▶ **Problem to solve**: Write out exactly the lines running from the line that includes "Q: Find one point on every instance of the green lawn" to the end of the data, both ends included, and nothing besides.

* START Records for this task *

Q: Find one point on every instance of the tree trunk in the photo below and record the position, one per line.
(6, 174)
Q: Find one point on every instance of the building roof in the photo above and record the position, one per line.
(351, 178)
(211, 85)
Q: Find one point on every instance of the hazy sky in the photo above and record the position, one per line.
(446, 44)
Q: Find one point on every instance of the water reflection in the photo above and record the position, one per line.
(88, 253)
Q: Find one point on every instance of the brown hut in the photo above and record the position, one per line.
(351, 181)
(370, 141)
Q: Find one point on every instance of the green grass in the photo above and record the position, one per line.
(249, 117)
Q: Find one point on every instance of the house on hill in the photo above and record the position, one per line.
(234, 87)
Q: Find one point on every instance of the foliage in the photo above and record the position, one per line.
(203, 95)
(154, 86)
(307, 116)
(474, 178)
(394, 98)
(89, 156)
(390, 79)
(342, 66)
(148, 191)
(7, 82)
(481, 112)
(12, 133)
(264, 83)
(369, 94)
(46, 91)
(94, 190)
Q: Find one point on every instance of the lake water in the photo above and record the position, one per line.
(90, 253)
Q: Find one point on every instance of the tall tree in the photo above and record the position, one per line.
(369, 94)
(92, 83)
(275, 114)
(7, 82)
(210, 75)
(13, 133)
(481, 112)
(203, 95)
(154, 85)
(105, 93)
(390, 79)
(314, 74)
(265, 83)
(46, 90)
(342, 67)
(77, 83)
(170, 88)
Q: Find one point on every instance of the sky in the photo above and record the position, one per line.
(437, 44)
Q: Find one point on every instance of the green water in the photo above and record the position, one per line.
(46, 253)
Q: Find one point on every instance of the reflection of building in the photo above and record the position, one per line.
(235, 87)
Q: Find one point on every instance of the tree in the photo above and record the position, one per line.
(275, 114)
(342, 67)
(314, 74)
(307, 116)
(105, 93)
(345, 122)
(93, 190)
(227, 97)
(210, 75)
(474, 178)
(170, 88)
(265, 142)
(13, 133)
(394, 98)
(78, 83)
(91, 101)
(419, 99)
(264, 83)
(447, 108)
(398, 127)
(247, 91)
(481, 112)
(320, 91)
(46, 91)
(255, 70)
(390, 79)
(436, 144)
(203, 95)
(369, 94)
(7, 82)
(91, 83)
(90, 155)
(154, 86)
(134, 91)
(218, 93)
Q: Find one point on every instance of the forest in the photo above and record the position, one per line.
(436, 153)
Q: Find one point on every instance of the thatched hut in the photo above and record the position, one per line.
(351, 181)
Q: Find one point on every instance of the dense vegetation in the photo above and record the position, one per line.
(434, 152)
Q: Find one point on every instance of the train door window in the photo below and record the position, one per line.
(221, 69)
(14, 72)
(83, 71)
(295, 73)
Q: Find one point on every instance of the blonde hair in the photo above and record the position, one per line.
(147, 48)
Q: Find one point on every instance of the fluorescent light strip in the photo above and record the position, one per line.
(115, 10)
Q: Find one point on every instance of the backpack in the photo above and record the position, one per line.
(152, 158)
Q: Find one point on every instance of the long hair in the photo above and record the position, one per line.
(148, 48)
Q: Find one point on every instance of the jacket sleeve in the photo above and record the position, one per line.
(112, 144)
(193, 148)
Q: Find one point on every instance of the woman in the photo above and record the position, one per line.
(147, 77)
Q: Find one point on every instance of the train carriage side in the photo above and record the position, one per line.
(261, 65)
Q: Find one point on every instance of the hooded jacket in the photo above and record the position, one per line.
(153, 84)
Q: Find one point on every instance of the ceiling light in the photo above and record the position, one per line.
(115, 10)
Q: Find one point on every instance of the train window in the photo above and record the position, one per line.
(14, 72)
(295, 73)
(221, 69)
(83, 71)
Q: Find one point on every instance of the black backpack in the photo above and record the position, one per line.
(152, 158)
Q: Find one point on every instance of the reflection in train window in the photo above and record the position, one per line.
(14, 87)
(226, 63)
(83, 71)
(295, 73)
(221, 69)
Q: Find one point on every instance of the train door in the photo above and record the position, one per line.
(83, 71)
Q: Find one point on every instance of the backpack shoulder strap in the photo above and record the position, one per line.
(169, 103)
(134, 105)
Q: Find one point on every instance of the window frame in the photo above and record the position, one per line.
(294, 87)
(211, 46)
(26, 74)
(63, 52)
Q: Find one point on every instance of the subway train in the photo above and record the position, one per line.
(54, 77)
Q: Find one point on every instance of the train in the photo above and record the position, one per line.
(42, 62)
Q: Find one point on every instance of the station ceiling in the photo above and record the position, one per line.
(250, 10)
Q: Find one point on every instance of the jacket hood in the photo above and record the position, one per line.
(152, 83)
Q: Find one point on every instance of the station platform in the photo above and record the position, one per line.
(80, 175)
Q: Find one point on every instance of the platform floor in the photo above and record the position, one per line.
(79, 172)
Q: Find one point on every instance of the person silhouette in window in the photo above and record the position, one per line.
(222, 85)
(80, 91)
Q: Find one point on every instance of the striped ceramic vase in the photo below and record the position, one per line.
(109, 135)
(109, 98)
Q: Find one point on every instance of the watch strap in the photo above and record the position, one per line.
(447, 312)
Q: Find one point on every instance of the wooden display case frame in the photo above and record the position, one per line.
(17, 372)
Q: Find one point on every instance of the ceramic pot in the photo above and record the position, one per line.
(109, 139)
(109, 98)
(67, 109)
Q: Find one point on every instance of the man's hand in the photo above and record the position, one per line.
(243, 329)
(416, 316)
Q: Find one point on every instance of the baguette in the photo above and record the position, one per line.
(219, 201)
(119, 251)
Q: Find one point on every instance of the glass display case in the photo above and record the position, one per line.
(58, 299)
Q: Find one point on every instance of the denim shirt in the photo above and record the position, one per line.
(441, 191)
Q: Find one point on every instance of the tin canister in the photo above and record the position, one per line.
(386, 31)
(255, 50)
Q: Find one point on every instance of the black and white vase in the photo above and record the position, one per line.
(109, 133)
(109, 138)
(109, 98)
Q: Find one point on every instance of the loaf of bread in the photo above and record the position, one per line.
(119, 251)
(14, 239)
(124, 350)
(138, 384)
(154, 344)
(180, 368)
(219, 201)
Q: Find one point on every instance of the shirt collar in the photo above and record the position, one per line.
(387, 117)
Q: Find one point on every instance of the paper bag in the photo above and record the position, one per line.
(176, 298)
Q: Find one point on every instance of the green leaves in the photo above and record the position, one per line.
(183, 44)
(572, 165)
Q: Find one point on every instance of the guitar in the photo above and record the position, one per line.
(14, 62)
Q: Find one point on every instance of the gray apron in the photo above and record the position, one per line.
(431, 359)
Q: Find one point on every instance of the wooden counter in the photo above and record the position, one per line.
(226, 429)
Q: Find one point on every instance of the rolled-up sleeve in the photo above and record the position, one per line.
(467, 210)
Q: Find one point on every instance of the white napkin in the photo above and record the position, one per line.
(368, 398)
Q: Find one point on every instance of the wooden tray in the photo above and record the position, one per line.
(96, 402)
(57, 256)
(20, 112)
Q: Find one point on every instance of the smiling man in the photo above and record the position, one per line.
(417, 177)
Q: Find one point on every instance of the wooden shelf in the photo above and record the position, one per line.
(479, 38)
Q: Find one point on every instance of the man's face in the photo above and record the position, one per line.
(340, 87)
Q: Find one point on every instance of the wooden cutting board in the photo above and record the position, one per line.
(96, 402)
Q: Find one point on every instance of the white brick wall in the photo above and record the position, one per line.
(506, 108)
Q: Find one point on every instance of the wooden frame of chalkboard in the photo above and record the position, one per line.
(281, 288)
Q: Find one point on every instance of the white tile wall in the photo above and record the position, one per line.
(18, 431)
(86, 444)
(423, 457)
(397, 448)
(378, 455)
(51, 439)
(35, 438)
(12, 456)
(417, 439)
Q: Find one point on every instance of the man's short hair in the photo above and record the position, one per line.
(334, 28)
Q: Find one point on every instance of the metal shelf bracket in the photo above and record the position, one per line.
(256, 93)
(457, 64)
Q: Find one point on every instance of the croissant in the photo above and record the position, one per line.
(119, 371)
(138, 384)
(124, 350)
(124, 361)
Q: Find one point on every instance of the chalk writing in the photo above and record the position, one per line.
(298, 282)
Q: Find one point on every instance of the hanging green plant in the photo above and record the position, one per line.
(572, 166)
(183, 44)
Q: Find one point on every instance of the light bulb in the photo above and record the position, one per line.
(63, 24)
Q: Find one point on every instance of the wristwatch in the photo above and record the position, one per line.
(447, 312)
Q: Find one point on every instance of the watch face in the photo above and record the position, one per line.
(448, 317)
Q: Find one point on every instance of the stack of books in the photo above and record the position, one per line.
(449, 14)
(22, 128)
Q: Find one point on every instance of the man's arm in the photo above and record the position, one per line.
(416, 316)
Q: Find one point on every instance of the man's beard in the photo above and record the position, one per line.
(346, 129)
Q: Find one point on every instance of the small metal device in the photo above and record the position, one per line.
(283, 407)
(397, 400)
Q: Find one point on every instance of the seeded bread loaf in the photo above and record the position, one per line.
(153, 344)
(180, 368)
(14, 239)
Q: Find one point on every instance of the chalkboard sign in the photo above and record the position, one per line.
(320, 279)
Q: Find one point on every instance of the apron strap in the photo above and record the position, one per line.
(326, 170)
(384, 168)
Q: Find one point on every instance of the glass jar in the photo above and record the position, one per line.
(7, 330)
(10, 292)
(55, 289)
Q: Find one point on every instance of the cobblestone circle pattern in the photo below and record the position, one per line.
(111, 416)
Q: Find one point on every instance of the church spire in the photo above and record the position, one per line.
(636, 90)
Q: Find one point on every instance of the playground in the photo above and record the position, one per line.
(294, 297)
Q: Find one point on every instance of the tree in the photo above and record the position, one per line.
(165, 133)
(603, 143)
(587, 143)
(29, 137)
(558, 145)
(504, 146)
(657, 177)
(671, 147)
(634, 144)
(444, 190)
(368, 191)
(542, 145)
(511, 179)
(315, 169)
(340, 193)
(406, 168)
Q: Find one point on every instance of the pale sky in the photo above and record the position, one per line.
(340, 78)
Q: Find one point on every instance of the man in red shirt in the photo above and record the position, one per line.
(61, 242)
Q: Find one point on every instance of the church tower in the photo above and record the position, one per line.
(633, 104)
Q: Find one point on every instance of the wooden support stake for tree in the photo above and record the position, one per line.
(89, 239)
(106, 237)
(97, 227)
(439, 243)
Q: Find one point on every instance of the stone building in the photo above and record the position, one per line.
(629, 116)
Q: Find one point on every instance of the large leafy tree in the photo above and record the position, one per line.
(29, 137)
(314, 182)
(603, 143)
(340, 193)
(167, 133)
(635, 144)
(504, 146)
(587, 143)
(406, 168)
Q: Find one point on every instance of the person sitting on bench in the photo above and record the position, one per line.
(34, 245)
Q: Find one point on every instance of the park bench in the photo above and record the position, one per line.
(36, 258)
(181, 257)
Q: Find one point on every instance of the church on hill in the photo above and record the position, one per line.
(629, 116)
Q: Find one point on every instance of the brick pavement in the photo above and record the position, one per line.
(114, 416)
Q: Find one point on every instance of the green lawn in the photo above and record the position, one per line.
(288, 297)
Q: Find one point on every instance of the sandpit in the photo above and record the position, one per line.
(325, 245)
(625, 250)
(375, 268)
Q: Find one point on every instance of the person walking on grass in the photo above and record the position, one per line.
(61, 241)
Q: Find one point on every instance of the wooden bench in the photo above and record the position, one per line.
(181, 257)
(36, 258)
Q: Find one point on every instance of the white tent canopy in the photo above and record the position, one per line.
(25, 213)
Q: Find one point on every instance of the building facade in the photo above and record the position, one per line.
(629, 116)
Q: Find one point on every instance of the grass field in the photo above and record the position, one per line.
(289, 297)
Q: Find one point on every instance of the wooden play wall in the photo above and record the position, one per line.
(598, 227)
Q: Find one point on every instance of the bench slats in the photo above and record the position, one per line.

* END Records for this task *

▶ **Answer below**:
Q: Find one point on every instance of the green lawn in the photo above and record the position, one per line.
(288, 297)
Q: Find one point on every instance of the sandpit in the photo above and record the position, one per line.
(325, 245)
(625, 250)
(375, 268)
Q: Find one point on every instance of the person walking on grass in the photo above and record the position, one per line.
(61, 241)
Q: Find one point on every instance of the wooden bench in the photo above and record the position, one per line.
(181, 257)
(36, 258)
Q: Find one point on every instance of the white tent canopy in the photo above and record the position, one per line.
(25, 213)
Q: Find one point on every instance of the building facade in the photo above and record the position, one per line.
(629, 116)
Q: Find one point on every instance of the grass field in the photo above and record the position, one per line.
(289, 297)
Q: Find one point on every instance of the wooden play wall in the photo above and record the position, one per line.
(598, 227)
Q: Find one point on every instance of the bench slats in the photo above and record the position, one per line.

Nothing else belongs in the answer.